===== Given records =====

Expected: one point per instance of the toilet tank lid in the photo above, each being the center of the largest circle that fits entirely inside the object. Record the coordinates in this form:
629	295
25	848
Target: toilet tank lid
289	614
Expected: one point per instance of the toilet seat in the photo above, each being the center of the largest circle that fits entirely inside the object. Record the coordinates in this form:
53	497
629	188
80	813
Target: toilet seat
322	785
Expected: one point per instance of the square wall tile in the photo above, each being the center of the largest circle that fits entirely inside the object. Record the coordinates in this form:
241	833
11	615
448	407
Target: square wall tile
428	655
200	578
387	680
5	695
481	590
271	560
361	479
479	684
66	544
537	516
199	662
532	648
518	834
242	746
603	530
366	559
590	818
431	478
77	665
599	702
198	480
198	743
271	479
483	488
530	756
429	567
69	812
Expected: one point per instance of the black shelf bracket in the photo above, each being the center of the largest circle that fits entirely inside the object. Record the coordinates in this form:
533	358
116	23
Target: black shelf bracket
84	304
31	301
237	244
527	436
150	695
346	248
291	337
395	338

=====
===== Given records =====

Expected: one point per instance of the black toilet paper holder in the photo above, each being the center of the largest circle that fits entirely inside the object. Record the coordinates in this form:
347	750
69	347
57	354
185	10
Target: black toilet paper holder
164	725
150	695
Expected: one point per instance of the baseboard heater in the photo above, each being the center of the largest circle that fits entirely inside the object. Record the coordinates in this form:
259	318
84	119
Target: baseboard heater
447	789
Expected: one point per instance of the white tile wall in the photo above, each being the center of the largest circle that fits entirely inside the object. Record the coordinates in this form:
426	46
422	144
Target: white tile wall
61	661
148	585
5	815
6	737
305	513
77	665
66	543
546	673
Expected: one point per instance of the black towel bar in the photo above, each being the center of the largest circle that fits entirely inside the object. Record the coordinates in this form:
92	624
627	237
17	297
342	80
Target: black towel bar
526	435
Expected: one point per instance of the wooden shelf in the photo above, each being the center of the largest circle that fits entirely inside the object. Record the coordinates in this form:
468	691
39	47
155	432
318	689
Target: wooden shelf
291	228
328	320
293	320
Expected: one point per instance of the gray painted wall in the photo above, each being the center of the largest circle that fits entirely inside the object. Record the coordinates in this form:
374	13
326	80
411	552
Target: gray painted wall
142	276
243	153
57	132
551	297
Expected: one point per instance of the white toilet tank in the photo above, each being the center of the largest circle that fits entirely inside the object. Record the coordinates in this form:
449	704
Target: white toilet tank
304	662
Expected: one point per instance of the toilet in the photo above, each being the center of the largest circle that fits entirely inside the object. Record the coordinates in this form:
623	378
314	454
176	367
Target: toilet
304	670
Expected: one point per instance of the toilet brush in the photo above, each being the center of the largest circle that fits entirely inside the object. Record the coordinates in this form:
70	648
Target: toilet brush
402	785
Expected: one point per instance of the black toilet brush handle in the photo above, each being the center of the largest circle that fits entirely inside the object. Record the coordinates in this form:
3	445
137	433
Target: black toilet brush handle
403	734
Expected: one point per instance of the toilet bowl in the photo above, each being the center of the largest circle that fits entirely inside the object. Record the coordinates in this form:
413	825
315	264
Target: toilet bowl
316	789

=====

> _The task_:
From the records above, print only the lines between the one holding "Target: toilet seat" and the one holding "Expected: one point per instance of the black shelf", inclusive, exactly as they stand.

> _Result of this exercise_:
Target: toilet seat
322	785
Expected: one point per instance of the square wall tile in the photo above, each being the center of the largest circle that fits entirely inside the object. Record the coordinates in this form:
241	833
11	615
448	407
Target: square wall tile
428	655
200	578
387	680
5	695
481	590
271	560
361	479
479	684
66	544
537	516
199	662
532	648
518	834
242	746
603	530
366	559
590	818
431	478
77	665
599	702
198	480
198	743
271	479
483	488
530	756
429	567
69	812
Expected: one point per instance of the black shelf bracket in the photo above, each being the center of the largest circle that fits entirely inside the object. Record the coordinates in this form:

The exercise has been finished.